• [Excerpt]
******

Regarding our elected officials

The Democrats stopped representing their base at the same time the GOP did. One is the party of "do what we must to keep OUR political jobs" while the other is "do what we must to muster suspicion and do what we must to keep OUR political jobs." The question is, which is which?!?

The real danger is if things that we buy

or our debt is no longer price in dollars.

Think about it though, we already have volatility because of the instability of the dollar. Look at the per barrel price of crude in euros and dollars. Guess what, the "oil" price increase was in large part produced by the fall of the dollar relative to other currencies.

We don't have a huge amount of trade with oil-producing states, they are supplied with capital and consumer goods from Europe and Asia. Latin America is the exception.

A drop in dollar value would mean that the cost of oil and other imports would go up quite a bit, however it would also make American manufacturing more competitive. Particularly on the high end products where are competitors are in Europe, Japan, and Korea, not China and India. Cost competitivity in capital goods, machines that make finished products, would allow the machine tools industry to be rebuilt in the US. That would help make the rest of manufacturing much more competitive.

That said, dropping English system and going metric would make it even more dramatic. We lose a considerable amount of trade because we have either have two sets of measurements, or don't have compatibility with the rest of the planet because we have a 1/8 inch bit instead a 4 mm one. They aren't interchangeable. It you have a top of the line bike, it's a pain to fix because the Italian and Japanese parts are in mm. Which means that if you try to use customary based tools it doesn't work......

Good Points MfM.

But I think the horse left the barn on this one a long time ago. Several years ago I was lamenting the weakening dollar and a golfing buddy responded that a weak dollar was good because it would increase our exports. The problem with that logic is that we stopped being a manufacturing country 25 years ago or so, and replaced it with financialization. To that, I have my own experience to relate.

My first real job, folllowing a 3 yr stint in the Army, was in 1969 with Carrier Air Conditioning. Carrier was ALWAYS, from its inception, an ENGINEERING driven company. Product design and development and manufacturing engineering were it's reputation and it was considered the "cadillac" of air conditioning. In 1979/1980, a hostile takeover was initiated by United Technologies Corp. which lasted into 1981. Eventually it happened and Carrier was transformed into a divisional "profit center".

Mind you, from 1969 until that time I was part of an international group that annually exceeded sales and margin targets. Every single year we exceeded budgeted expectations! But once we became a "profit center", all that mattered was cost and sales. There was no more innovation; it was just find out what you can sell and get it from the cheapest source, wherever it is. All sourcing and sales activities were decentralized and the large domestic manufacturing sites were de-emphasized and/or abandoned. Along with them went the generations of engineering commitment and the skilled laborers that made it work. They are long gone and the tool and die makers now reside in Germany, Brazil, China or wherever.

IMO, losing dollar hegemony would probably result in a fairly rapid collapse of American influence in the world and catastrophic damage to American society. But re-establishing America's dominance in the development of capital goods would require something like reinventing the wheel. We stopped being that country a long time ago. And like it or not, the only innovation that exists in America now is financial innovation enabled by government chicanery.

******

• [Material]

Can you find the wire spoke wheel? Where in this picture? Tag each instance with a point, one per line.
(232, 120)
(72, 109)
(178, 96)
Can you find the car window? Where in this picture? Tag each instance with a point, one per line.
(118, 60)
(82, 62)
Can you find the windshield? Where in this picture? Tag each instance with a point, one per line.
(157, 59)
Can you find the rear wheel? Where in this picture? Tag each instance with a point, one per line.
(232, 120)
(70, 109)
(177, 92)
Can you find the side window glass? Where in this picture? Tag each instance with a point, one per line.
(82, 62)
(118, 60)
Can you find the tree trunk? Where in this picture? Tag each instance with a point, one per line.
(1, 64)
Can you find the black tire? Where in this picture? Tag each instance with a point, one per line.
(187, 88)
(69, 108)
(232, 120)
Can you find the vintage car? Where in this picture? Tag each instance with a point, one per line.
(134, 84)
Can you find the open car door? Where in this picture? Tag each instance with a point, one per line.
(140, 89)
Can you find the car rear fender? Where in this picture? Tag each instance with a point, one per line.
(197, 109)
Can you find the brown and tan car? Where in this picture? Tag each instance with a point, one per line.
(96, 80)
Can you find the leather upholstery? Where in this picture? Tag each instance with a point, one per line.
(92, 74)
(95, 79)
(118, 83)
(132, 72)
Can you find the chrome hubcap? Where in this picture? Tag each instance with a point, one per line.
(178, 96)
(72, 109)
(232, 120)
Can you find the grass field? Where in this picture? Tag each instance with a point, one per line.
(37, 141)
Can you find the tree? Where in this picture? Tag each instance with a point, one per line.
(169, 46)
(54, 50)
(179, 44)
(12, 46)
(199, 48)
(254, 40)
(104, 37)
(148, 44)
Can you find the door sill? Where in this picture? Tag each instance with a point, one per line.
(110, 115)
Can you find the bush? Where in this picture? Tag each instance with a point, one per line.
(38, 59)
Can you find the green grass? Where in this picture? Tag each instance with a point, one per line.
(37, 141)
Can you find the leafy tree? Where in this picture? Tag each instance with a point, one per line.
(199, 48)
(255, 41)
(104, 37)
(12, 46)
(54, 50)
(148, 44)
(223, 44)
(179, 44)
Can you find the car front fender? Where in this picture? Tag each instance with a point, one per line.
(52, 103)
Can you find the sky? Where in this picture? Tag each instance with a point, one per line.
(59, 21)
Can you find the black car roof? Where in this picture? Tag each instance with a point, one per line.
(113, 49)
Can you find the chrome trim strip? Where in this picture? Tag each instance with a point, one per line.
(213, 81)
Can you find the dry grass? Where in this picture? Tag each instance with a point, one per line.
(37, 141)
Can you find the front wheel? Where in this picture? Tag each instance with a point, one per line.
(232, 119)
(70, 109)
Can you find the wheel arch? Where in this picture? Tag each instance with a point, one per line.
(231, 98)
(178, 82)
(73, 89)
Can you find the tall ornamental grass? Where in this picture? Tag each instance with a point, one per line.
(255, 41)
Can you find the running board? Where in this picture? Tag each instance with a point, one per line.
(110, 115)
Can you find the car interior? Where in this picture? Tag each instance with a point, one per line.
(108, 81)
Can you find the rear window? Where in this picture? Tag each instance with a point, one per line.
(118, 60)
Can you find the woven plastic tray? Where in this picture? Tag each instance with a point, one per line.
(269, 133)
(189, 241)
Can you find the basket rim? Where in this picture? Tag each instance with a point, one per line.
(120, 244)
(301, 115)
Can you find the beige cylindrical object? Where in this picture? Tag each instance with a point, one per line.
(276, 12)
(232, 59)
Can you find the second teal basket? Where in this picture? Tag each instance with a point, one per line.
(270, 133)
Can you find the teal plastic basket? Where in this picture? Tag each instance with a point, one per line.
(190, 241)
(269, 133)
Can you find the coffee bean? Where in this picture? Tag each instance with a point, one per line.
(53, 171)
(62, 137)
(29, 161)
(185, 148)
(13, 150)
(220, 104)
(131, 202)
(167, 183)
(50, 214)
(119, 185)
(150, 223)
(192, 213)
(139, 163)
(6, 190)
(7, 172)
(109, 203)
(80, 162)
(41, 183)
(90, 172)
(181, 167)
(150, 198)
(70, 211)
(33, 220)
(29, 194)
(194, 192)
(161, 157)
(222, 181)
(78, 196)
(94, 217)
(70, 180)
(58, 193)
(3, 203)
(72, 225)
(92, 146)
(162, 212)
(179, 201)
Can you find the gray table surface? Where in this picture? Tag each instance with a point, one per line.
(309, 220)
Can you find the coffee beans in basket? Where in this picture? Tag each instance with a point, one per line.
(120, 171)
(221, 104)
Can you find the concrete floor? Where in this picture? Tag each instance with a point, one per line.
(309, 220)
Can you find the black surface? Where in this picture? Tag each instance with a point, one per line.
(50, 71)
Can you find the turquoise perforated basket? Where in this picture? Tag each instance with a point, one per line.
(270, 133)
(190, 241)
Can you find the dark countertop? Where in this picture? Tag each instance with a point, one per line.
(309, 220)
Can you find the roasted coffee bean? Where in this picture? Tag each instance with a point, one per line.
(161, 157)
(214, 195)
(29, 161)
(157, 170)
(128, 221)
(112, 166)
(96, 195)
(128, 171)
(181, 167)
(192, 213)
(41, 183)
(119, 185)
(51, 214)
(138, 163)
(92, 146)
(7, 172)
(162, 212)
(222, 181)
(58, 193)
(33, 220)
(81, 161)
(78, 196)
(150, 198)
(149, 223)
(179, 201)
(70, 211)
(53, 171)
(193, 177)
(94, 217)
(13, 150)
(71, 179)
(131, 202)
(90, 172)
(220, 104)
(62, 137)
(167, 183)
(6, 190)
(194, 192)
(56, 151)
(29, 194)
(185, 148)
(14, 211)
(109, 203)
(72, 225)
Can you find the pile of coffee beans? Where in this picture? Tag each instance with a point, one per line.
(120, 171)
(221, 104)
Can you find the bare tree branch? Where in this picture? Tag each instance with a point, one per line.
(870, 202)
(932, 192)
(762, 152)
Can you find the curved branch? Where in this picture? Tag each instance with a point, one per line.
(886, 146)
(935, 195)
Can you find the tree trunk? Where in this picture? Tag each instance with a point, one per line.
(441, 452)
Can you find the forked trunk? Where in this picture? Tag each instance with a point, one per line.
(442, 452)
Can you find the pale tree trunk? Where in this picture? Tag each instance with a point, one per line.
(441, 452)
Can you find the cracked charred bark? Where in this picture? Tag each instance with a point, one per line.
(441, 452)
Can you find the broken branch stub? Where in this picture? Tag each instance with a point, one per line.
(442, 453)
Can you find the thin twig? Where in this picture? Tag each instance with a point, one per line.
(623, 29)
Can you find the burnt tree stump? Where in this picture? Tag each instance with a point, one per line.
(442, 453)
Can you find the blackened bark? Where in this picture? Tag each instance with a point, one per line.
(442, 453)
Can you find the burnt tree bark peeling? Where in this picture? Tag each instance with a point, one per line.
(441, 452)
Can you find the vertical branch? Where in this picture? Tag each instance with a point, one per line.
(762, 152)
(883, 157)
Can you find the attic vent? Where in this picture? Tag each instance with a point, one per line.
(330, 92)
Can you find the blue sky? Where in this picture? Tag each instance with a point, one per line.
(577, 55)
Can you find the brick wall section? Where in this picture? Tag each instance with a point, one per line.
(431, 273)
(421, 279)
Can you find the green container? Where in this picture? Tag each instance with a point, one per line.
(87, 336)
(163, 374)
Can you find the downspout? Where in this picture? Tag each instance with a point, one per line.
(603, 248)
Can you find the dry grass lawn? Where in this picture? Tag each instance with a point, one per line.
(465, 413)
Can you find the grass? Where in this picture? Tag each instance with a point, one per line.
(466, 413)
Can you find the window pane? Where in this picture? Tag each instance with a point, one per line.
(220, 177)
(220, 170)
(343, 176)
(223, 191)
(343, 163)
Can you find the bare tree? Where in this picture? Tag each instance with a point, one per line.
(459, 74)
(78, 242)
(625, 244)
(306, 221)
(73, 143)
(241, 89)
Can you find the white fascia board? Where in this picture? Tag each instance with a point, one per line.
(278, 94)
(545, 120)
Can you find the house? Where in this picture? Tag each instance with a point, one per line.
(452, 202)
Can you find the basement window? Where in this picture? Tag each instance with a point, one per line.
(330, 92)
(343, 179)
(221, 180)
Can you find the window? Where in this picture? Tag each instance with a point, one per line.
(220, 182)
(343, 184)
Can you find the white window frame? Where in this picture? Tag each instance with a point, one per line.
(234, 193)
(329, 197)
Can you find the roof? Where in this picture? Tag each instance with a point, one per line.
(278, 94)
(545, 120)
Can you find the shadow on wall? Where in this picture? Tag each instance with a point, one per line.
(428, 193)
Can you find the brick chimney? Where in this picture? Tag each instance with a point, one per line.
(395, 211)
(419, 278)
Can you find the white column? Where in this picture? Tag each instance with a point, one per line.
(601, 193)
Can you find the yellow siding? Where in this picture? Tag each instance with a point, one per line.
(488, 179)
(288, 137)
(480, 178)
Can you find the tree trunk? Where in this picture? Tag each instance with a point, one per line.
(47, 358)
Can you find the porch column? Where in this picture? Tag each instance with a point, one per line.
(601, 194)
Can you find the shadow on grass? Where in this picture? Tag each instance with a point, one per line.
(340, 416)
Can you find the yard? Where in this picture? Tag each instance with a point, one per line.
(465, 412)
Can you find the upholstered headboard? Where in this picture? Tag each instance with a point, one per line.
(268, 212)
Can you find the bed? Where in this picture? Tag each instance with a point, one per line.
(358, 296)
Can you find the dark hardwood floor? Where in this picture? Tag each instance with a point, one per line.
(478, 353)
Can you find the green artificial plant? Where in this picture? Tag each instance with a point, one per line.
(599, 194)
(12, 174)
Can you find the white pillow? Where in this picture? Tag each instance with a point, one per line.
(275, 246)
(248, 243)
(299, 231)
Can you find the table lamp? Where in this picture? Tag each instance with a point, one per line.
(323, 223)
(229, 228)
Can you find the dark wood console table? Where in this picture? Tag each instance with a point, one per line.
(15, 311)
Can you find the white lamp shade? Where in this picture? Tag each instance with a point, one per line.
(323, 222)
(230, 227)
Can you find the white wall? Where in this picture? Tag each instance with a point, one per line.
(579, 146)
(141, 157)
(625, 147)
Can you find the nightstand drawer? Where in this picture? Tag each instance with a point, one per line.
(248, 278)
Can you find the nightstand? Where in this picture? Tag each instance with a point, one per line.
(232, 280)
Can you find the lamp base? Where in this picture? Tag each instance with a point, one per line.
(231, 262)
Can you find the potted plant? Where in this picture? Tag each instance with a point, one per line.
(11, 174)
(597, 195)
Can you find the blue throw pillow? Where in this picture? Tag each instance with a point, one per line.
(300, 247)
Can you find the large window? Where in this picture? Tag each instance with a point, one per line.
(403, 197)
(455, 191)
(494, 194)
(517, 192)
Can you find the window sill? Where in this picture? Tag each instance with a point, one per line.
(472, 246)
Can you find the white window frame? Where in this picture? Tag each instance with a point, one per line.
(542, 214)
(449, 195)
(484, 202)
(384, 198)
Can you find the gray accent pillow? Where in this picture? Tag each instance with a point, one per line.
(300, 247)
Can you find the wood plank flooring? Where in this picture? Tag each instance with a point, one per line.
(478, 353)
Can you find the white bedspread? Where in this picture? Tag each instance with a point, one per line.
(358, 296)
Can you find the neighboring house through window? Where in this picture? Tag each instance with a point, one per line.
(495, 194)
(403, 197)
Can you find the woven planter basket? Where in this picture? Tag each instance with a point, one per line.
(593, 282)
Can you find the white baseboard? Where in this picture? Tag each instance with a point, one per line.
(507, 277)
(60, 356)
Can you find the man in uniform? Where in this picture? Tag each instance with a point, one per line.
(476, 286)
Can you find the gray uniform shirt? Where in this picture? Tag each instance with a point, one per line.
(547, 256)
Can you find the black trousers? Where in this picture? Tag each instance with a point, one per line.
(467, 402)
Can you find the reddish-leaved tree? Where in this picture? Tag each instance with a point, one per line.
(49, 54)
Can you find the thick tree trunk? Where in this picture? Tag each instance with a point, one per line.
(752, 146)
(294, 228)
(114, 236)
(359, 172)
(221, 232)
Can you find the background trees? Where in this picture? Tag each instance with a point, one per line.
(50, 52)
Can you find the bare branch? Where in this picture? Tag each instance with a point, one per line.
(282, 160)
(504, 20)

******

• [Goal] Copy the passage from the discussion of the dollar and American manufacturing, beginning at the words "But I think" and stopping after "experience to relate.". The rows aren't needed here.

• [Response to the task]
But I think the horse left the barn on this one a long time ago. Several years ago I was lamenting the weakening dollar and a golfing buddy responded that a weak dollar was good because it would increase our exports. The problem with that logic is that we stopped being a manufacturing country 25 years ago or so, and replaced it with financialization. To that, I have my own experience to relate.